▶

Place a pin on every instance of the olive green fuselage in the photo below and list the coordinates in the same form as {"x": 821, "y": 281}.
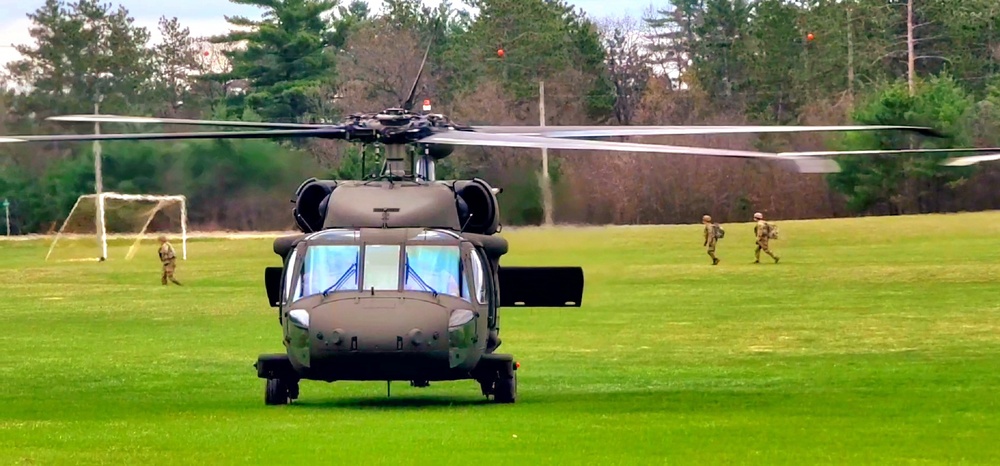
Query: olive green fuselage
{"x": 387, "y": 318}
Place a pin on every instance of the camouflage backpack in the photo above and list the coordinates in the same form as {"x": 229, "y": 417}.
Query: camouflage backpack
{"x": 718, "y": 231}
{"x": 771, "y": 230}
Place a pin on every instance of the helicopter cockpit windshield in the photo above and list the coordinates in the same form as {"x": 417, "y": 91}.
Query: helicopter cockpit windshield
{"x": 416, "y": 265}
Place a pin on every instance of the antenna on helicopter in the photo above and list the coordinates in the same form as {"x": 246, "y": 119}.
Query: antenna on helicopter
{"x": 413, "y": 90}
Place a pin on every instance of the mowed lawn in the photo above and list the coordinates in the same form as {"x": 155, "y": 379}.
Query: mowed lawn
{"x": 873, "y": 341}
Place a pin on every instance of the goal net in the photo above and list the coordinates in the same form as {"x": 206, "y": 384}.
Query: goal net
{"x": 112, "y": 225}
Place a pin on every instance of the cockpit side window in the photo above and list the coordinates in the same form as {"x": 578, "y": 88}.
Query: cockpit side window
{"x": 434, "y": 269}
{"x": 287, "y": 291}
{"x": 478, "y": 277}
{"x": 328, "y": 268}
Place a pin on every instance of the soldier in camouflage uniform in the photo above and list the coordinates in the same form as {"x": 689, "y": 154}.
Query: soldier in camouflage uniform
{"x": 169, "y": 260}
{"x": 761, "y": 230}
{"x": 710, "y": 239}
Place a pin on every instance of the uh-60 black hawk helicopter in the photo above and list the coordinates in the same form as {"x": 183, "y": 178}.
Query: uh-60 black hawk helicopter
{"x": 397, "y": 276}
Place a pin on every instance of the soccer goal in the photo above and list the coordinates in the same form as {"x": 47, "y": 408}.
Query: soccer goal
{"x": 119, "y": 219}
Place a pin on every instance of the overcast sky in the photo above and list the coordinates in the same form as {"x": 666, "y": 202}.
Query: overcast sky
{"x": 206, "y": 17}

◀

= What this task involves =
Go through the records above and write out every line exactly, passing over the pictures.

= Solution to this task =
Place a pin on every instance of the olive green fuselage in the photo below and list the coordinates in the same form as {"x": 821, "y": 281}.
Query: olive green fuselage
{"x": 387, "y": 318}
Place a pin on every instance of the camouflage backpack in the photo above and list the coordinates in the same form as {"x": 229, "y": 417}.
Query: camouflage backpack
{"x": 718, "y": 231}
{"x": 771, "y": 230}
Place a pin on every instance of the helicopter cockpit windshield in the photo above and list the coordinates in the same form as {"x": 417, "y": 91}.
Query: helicopter cockpit windshield
{"x": 416, "y": 265}
Place a pin on every instance of the antenna on helicopter in the photo above and list the coordinates in the same form as {"x": 246, "y": 119}.
Query: antenna on helicopter
{"x": 413, "y": 90}
Place a pin on every instance of the mowed lawn in the photo above and list the coordinates in the same form as {"x": 155, "y": 379}.
Query: mowed lawn
{"x": 873, "y": 341}
Place a pin on every instance of the goal net in the photo above and list the coordinates in the same form as {"x": 206, "y": 384}.
Query: goal net
{"x": 112, "y": 225}
Place a pin on every instance of the cockpit side window in the photo above and list the coordinates in the same form as {"x": 578, "y": 88}.
Query: cockpit side window
{"x": 434, "y": 269}
{"x": 287, "y": 291}
{"x": 478, "y": 277}
{"x": 328, "y": 268}
Place a pin on every instance of the soldier in camouflage uniform in the photo above and list the coordinates in the same form as {"x": 689, "y": 154}.
Query: soldier in camouflage uniform
{"x": 169, "y": 260}
{"x": 761, "y": 230}
{"x": 710, "y": 239}
Place a pin on every instance of the uh-60 black hawk helicopter in the photo above and list the coordinates in the same form as {"x": 183, "y": 178}.
Query: uh-60 black hawk helicopter
{"x": 397, "y": 276}
Place a pin on every instance of the soccer goal in the photo above and list the coordinates in the same form as {"x": 47, "y": 408}.
Query: soccer goal
{"x": 119, "y": 219}
Place a pin on every instance of the overcast sky in the photo above and list the coordinates in the same form as {"x": 666, "y": 202}.
Query: overcast sky
{"x": 206, "y": 17}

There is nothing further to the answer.